___ TRECHO DE ORIGEM

SUPERPAUTA – O que você
passou a curtir depois que entrou nos Apaches?
FERNANDO LUIZ - Comecei a
ouvir, por exemplo, Jorge Ben. Em 1971, veio Tim Maia. Passei a cantar Paul
McCartney. Tem um detalhe que quero registrar aqui: a maioria dos cantores de
banda perde a sua identidade musical. Ele quer cantar parecido com o original.
Como achava bonito o jeito de Tim Maia, algumas vezes eu cantava parecido com
ele. Mas não costumava cantar parecido com ninguém, por isso consegui sair
incólume dessa situação. Quando resolvi seguir carreira-solo, eu já sabia o que
queria. Mas, a única unanimidade da época era Roberto Carlos. De A a Z. Ele
tocava em cabaré, no aniversário de 15 anos, em todo lugar.
SUPERPAUTA – Até na
igreja Católica...
FERNANDO LUIZ – “Jesus
Cristo” foi uma loucura. Mas eu dizia que na época dos Apaches me identifiquei
muito com o público jovem. Porém, quando fui trabalhar na Rádio Nordeste, no
final de 1972, aconteceu algo interessante. No programa que eu tinha, só tocava
Led Zeppelin, Emerson, Lake and Palmer... No máximo eu incluía versões das
músicas dos The Fevers e canções de Caetano. Quis mudar o perfil da rádio e me
lasquei. Quando o Ibope veio, meu programa deu traço. Era o programa com menos
audiência. Como a emissora tinha outros programas na mesma situação, contratou um
diretor artístico de Recife, Abérides Niceas. Fui fazer um programa à noite, o
“Show das 20”. Ele proibiu que eu tocasse música internacional. Contra a minha
vontade, comecei a tocar Evaldo Braga, Fernando Mendes, José Augusto... Os
índices de audiência melhoraram. Nessa mesma época, em maio de 1973, a Phonogram
realizou um festival de música no Centro de Convenções do Anhembi, em São
Paulo, para promover seus artistas. Reuniu a nata da MPB: Caetano, Milton, Gil,
Mutantes, Chico, Raul Seixas... Foi quando Caetano Veloso, que é o protetor dos
bregueiros, botou Odair José para cantar com ele. Quando Odair começou os
primeiros versos, recebeu uma vaia maior do mundo. Mas, ao final, os dois foram
aplaudidos. A partir daí, comecei a me ligar mais na música popular.

______

▶ _TAREFAS_
A – Nas entradas do conjunto de dados, substitua "instance" por "occurrence" no trecho que vai do início delas até a linha que contém "(1169, 666)", inclusive. Reescreva esse trecho sem nenhuma outra alteração.
B – Pode continuar a entrevista com Fernando Luiz a partir do ponto em que ela termina?
A entrevista e as entradas não têm nenhuma relação entre si.

___ DADOS FORNECIDOS

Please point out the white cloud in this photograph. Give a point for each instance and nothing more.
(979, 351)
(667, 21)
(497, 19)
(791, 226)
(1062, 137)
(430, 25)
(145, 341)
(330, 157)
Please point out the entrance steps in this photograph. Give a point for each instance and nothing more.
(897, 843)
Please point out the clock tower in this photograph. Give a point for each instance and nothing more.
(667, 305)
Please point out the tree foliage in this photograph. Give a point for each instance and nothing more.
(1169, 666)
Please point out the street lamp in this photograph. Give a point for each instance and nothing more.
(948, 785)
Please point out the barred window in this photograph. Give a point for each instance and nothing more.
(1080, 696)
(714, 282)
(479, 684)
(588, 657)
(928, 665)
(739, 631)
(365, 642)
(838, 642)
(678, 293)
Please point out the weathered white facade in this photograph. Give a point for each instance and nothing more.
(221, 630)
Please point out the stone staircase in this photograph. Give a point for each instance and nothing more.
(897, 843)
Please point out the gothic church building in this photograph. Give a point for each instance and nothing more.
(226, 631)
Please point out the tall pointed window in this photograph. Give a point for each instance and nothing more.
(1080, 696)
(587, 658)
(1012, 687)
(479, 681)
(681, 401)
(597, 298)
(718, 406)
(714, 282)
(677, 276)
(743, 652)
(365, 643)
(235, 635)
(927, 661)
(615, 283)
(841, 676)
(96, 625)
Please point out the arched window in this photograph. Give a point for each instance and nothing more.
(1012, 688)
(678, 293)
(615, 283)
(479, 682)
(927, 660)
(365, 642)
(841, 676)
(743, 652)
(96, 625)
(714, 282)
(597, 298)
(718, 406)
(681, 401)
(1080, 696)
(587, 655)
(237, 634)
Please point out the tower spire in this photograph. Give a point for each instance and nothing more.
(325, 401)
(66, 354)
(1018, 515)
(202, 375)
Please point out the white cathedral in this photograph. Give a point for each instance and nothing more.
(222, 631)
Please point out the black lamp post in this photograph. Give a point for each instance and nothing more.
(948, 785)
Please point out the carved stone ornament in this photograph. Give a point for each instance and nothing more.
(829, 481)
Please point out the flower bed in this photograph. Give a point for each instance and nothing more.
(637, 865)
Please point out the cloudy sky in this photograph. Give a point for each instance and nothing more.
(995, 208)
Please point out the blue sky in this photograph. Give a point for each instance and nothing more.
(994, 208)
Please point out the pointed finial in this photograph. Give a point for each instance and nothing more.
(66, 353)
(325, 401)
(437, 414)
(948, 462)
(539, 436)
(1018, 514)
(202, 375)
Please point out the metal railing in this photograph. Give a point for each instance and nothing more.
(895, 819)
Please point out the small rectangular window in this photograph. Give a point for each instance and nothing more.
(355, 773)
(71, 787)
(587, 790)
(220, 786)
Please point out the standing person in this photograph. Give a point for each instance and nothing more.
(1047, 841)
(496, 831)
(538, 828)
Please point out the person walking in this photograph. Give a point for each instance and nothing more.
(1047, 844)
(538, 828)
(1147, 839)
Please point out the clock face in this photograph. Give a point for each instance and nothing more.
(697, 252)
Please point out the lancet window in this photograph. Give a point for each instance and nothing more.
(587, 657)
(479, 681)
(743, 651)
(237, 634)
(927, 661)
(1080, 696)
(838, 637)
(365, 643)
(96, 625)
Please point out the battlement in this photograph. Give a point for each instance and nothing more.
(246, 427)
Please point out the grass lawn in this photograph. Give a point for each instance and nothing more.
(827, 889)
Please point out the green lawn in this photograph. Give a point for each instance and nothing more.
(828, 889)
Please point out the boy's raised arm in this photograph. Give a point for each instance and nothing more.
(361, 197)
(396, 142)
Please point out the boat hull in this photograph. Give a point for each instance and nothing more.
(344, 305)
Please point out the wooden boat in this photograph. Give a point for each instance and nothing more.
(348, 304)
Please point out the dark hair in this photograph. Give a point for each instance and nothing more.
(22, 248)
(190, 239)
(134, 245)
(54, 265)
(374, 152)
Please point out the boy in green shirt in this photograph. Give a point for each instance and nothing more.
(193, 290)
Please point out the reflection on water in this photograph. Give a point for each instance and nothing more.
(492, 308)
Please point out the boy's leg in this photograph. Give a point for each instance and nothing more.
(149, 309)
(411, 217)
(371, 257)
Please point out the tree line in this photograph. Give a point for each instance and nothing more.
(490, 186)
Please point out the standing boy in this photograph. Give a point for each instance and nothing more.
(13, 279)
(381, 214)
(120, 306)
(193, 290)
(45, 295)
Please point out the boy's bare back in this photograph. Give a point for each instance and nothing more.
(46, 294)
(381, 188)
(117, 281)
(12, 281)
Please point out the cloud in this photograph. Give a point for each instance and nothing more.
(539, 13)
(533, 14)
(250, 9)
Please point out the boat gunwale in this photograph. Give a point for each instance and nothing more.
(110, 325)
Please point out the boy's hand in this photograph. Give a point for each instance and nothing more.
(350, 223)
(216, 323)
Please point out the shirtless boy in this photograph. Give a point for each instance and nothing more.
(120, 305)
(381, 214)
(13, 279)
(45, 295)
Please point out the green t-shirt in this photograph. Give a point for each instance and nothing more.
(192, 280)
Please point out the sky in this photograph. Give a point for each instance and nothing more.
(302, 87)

______

▶ _RESPOSTAS_
A –
Please point out the white cloud in this photograph. Give a point for each occurrence and nothing more.
(979, 351)
(667, 21)
(497, 19)
(791, 226)
(1062, 137)
(430, 25)
(145, 341)
(330, 157)
Please point out the entrance steps in this photograph. Give a point for each occurrence and nothing more.
(897, 843)
Please point out the clock tower in this photograph. Give a point for each occurrence and nothing more.
(667, 305)
Please point out the tree foliage in this photograph. Give a point for each occurrence and nothing more.
(1169, 666)

B –
SUPERPAUTA – Qual a importância
de Caetano para a música brega? FERNANDO
LUIZ – Em 1968, ele gravou “Coração de Mãe”, de Vicente Celestino, no
“Panis et Circenses”. Quando voltou do exílio, em 1973, lançou um bolero no
disco mais experimental de sua carreira, o “Araçá Azul”. A música foi “Tu Me
Acostumbraste”. Aí ele já disse tudo. A música mais emocional, a que fala mais
direto ao coração são os boleros latinos. Depois, ele ainda gravou “Sonhos”, de
Peninha. Agindo assim, ele contribuiu para diminuir o preconceito contra a
música considerada cafona.
SUPERPAUTA – Por que
você foi para o Rio?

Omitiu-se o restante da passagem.